## Provided information
══════════
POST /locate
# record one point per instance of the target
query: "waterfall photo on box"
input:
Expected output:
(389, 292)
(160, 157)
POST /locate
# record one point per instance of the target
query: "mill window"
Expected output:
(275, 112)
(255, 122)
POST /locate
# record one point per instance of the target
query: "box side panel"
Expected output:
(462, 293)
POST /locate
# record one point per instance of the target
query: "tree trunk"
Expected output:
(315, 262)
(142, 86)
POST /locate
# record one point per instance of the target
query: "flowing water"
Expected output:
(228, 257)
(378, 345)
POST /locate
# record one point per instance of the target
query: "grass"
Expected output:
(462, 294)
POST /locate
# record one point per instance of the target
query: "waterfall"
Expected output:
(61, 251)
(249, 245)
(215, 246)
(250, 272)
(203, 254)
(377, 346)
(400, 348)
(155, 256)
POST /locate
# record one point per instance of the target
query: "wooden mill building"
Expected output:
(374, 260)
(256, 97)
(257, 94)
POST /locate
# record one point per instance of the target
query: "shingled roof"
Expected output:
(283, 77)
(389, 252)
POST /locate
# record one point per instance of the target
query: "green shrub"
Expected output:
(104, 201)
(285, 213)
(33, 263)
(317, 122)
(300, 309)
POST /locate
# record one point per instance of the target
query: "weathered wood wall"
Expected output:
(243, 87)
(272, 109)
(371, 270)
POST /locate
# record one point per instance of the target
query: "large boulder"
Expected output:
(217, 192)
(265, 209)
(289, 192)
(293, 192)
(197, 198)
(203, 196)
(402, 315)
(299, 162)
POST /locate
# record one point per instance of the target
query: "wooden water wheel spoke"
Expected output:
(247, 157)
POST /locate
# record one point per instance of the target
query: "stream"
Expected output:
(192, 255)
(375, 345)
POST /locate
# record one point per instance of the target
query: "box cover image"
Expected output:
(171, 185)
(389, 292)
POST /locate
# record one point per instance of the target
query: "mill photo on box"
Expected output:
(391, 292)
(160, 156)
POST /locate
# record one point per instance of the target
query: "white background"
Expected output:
══════════
## Task item
Copy each line of the data that includes the word "waterfall".

## Exercise solution
query: "waterfall photo on box"
query: "waterfall"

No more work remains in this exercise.